## EXTRAIT CHOISI
<<<<

Si les premiers juges vont accueillir les demandes de la salariée, toutefois, la Cour d’Appel de CAEN, dans un arrêt du 2 août 2018, va au contraire considérer que l’ensemble des éléments de preuves fournis par la salariée font ressortir que son supérieur hiérarchique avait entrepris à son égard une démarche de séduction à l’égard de sa subordonnée avec laquelle il entretenait des liens tantôt aimables, tantôt familiers, et témoignant d’une relation de travail détendue.

 

La Cour d’Appel en conclut que ces éléments sont insuffisants à caractériser une pression grave telle que désignée par l’article L1153-1 du Code du Travail considérant que les éléments présentés et considérés dans leur ensemble s’ils constituaient un comportement inadapté sur le lieu de travail, ne laissaient pas présumer l’existence d’un harcèlement sexuel.

 

En suite de cette décision, la salariée forme un pourvoi en cassation.

 

A l’appui de son pourvoi, elle prétend que l’arrêt d’appel n’a pas pris en compte l’ensemble des éléments qu’elle avait fournis à titre de preuve du harcèlement sexuel qu’elle avait subi et notamment la reconnaissance par l’intéressé de son comportement inapproprié de même que la sanction disciplinaire que l’entreprise avait prise à son égard en raison, précisément, dudit comportement inapproprié.

 

Bien lui en prit, puisque la Chambre Sociale, considérant que la Cour d’Appel :

 

– qui a estimé que la salariée n’avait pas subi de harcèlement sexuel et l’avait déboutée de l’ensemble de ses demandes,

 

– et qui a retenu que les éléments présentés par l’intéressée, considérés dans leur ensemble, s’ils constituaient un comportement inadapté sur le lieu de travail, ne laissaient pas présumer l’existence d’un harcèlement sexuel,

 

– ceci alors que la salariée soutenait que son supérieur hiérarchique avait reconnu avoir été entreprenant à son égard et que l’employeur avait sanctionné ce dernier par un avertissement pour comportement inapproprié vis-à-vis de sa subordonnée,

 

– n’a pas pris en considération tous les éléments présentés par la salariée et n’a pas donné de base légale à sa décision.

 

Par suite la Chambre Sociale, casse et annule l’arrêt d’appel.

>>>>

## ENTRÉES FOURNIES
<<<<

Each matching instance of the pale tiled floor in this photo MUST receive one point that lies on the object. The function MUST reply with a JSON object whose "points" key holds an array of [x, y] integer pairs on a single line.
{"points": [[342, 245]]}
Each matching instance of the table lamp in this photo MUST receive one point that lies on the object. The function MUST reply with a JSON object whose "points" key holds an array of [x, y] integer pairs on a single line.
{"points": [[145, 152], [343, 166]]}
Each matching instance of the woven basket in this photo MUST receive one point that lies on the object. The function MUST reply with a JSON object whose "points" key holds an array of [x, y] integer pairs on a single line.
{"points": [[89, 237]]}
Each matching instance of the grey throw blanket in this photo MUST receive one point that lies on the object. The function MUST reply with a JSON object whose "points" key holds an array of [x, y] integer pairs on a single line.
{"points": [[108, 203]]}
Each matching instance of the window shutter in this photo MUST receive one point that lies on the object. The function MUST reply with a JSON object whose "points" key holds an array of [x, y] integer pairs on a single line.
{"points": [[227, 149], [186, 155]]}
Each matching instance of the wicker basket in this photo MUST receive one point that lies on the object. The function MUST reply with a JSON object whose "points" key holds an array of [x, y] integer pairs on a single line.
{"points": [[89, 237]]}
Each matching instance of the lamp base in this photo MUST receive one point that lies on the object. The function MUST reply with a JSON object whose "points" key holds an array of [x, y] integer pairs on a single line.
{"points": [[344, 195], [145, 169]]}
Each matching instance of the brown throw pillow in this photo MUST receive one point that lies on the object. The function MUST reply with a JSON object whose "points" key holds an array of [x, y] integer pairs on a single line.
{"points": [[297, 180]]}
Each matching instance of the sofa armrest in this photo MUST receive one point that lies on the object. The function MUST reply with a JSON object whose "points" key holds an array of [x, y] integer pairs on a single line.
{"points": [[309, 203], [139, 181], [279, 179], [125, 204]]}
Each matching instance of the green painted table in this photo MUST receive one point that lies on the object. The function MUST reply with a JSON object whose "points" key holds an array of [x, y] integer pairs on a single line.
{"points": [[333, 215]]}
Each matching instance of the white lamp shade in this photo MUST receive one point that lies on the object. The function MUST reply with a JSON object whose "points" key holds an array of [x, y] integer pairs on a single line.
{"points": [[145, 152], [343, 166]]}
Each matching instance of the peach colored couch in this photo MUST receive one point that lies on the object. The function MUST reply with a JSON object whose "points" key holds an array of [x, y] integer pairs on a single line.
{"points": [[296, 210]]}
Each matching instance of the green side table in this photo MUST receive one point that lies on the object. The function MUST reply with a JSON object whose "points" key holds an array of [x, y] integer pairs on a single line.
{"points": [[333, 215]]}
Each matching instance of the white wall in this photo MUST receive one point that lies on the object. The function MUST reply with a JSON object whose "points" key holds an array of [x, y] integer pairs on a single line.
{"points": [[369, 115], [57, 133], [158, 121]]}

>>>>

## TÂCHES PROPOSÉES
(a) D'après l'extrait choisi, quelle juridiction a rendu l'arrêt du 2 août 2018 ?
(b) Traduisez en anglais cette phrase de l'extrait choisi : « En suite de cette décision, la salariée forme un pourvoi en cassation. »
Les entrées ci-dessus proviennent d'une source distincte.

## RÉPONSES PAR TÂCHE
(a) La Cour d'Appel de CAEN.

(b) Following this decision, the employee files an appeal to the Court of Cassation.